İçeriğe geçmek için "Enter"a basın

Kadının Bedeni, Kadının Kararı

Kadının bir insan olarak kendi beden üzerindeki hakkı paylaşılamaz.

“Senin bedenin, benim kararım” dayatmasını yıkın

Yazan: İlşad Özkan

Toplumumuzda son zamanlarda kadın bedeni üzerinden muhtelif tartışmalar yaşandı ve “Benim bedenim, benim kararım.” söylemi birçok kadın tarafından bir bayrak gibi taşındı. Bu söyleme toplumun muhafazakâr kadınlarından yeterince destek gelmedi, çünkü bu tepkiyi doğuran sebepler “dinî” ve “ahlakî” kisve ile sunulmuş, buna karşı çıkanlar ise “zayıf inançlı ahlaksızlar” olarak gösterilmişti. Dolayısıyla bu tartışmayı yaratan sebeplere karşı çıkmanın, din ve ahlak olgularına karşı bir isyan olacağı gibi hatalı bir yorum yaptırıldı. Onun için ben de bu konuyu, bana göre sporu da ilgilendirdiğinden, yazacağım.

• **Çıkarılan kayıtlar**
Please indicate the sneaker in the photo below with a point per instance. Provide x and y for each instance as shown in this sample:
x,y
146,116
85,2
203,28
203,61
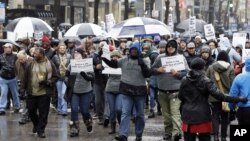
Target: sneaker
x,y
138,139
41,135
16,111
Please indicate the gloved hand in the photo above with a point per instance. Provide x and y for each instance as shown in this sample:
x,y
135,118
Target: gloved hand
x,y
140,61
83,74
44,83
243,99
22,95
100,53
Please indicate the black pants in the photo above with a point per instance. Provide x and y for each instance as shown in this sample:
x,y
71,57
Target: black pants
x,y
243,115
38,108
219,117
192,136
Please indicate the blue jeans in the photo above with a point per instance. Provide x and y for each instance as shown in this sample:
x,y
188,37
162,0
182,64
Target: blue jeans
x,y
61,103
127,104
152,96
12,85
115,106
82,101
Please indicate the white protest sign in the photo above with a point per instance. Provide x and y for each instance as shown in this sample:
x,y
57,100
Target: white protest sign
x,y
110,21
106,52
109,70
85,65
209,31
173,62
170,22
239,39
192,26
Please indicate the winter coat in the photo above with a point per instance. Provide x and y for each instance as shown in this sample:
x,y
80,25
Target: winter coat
x,y
226,73
194,92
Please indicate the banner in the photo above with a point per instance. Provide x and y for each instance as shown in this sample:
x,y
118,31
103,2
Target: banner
x,y
209,31
173,62
85,65
109,70
192,26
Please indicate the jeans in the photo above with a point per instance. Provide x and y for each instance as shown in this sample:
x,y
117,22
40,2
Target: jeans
x,y
38,108
152,95
61,103
99,99
127,103
115,106
82,101
170,105
5,85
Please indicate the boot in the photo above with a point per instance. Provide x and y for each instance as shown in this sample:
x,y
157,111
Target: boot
x,y
113,126
88,123
167,137
151,114
177,137
216,137
74,128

• **Çalışmanın amacı**
Kadının beden hakkı üzerine yazıdaki "İçeriğe geçmek için" sözlerinden başlayıp "da ilgilendirdiğinden, yazacağım." sözlerine kadar, bu sözler de dahil olmak üzere, metni hiç değiştirmeden yeniden yazın.

• **Görev yanıtı**
İçeriğe geçmek için "Enter"a basın

Kadının Bedeni, Kadının Kararı

Kadının bir insan olarak kendi beden üzerindeki hakkı paylaşılamaz.

“Senin bedenin, benim kararım” dayatmasını yıkın

Yazan: İlşad Özkan

Toplumumuzda son zamanlarda kadın bedeni üzerinden muhtelif tartışmalar yaşandı ve “Benim bedenim, benim kararım.” söylemi birçok kadın tarafından bir bayrak gibi taşındı. Bu söyleme toplumun muhafazakâr kadınlarından yeterince destek gelmedi, çünkü bu tepkiyi doğuran sebepler “dinî” ve “ahlakî” kisve ile sunulmuş, buna karşı çıkanlar ise “zayıf inançlı ahlaksızlar” olarak gösterilmişti. Dolayısıyla bu tartışmayı yaratan sebeplere karşı çıkmanın, din ve ahlak olgularına karşı bir isyan olacağı gibi hatalı bir yorum yaptırıldı. Onun için ben de bu konuyu, bana göre sporu da ilgilendirdiğinden, yazacağım.